**ARTICLE:**

The ”evidence” was subsequently withdrawn by the prosecution, as the Judge asked, “Anything else anybody wants to get off their chest?” It reiterated the sense, ongoing throughout the case, that the prosecution has been bungling its facts, objecting at the wrong times and admitting to evidence clarified by the defense.
Infiltration and entrapment is a common tactic used by police agents to spy on, disrupt and discredit activists – and increasingly to facilitate and provoke them into committing potentially violent acts. A similar strategy was used to nab activists involved at Occupy Cleveland, and in the high-profile case of Brad Crowder and David McKay who were entrapped by the FBI informant Brandon Darby to carry out a terror action at the 2008 Republican Convention in Minneapolis.
What is alarming about the case is that these three men are not being charged with something they did, but with something they might have done, based on the language they were recorded as using by the cops who were paid to facilitate their act. The arrests happened shortly before a sprawling anti-NATO protest that drew international attention – leading many to the conclusion that Chicago's security apparatus aimed to vilify and discredit the protests before they even started.
Regardless of whether the three men receive verdicts of guilty or innocent, the NATO 3 trial has already raised serious questions about the ways government and security forces use surveillance powers – and how much their use of those powers, combined with infiltration and direct encouragement of violent terrorist acts, they are allowed to get away with.

**SUPPLIED INFORMATION:**
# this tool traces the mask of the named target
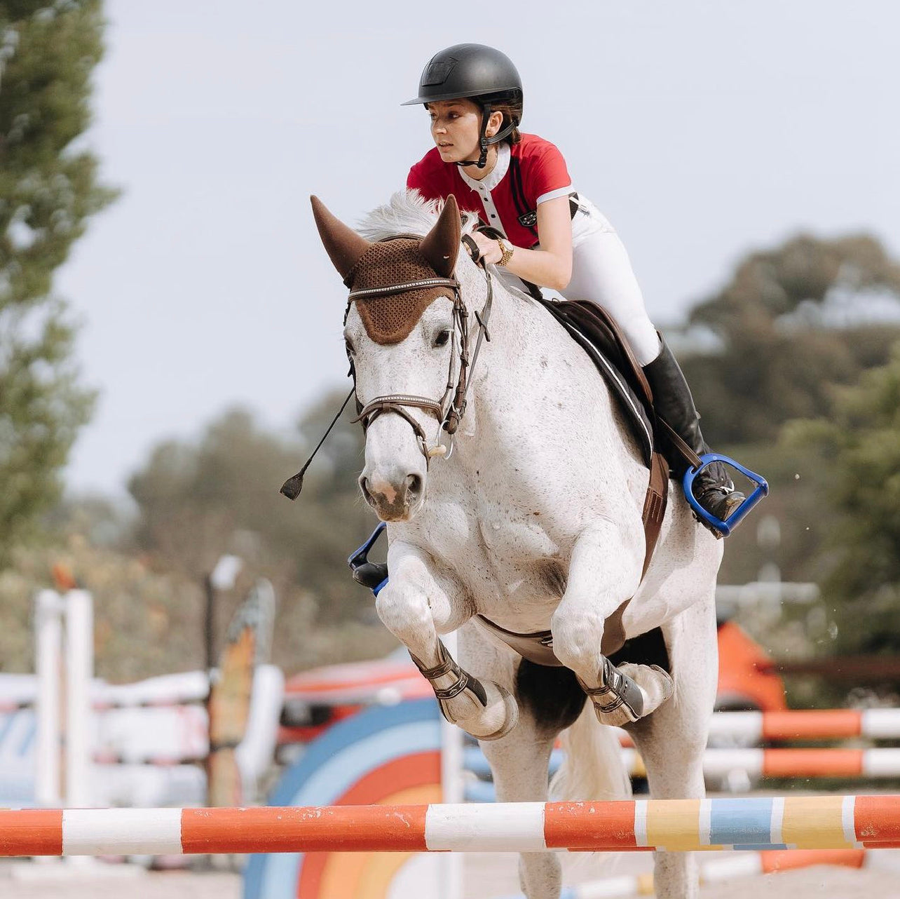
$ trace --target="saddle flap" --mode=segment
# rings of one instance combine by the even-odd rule
[[[584,300],[540,303],[590,358],[617,400],[641,447],[644,464],[652,466],[654,418],[652,392],[627,340],[601,307]]]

**TASKS TO CARRY OUT:**
1 – Name every person the article on the NATO 3 trial identifies by name.
2 – Turn the paragraph of the article on the NATO 3 trial that opens with "Infiltration and entrapment" into a short bulleted list that keeps its main facts.
3 – Retype the article on the NATO 3 trial word for word, from "What is alarming" to "get away with.".

**ANSWERS BELOW:**
1 –
Brad Crowder
David McKay
Brandon Darby

2 –
- Police agents commonly use infiltration and entrapment to spy on, disrupt and discredit activists. They increasingly use it to facilitate and provoke potentially violent acts.
- A similar strategy was used against activists involved at Occupy Cleveland.
- It was also used against Brad Crowder and David McKay. FBI informant Brandon Darby entrapped them to carry out a terror action at the 2008 Republican Convention in Minneapolis.

3 –
What is alarming about the case is that these three men are not being charged with something they did, but with something they might have done, based on the language they were recorded as using by the cops who were paid to facilitate their act. The arrests happened shortly before a sprawling anti-NATO protest that drew international attention – leading many to the conclusion that Chicago's security apparatus aimed to vilify and discredit the protests before they even started.
Regardless of whether the three men receive verdicts of guilty or innocent, the NATO 3 trial has already raised serious questions about the ways government and security forces use surveillance powers – and how much their use of those powers, combined with infiltration and direct encouragement of violent terrorist acts, they are allowed to get away with.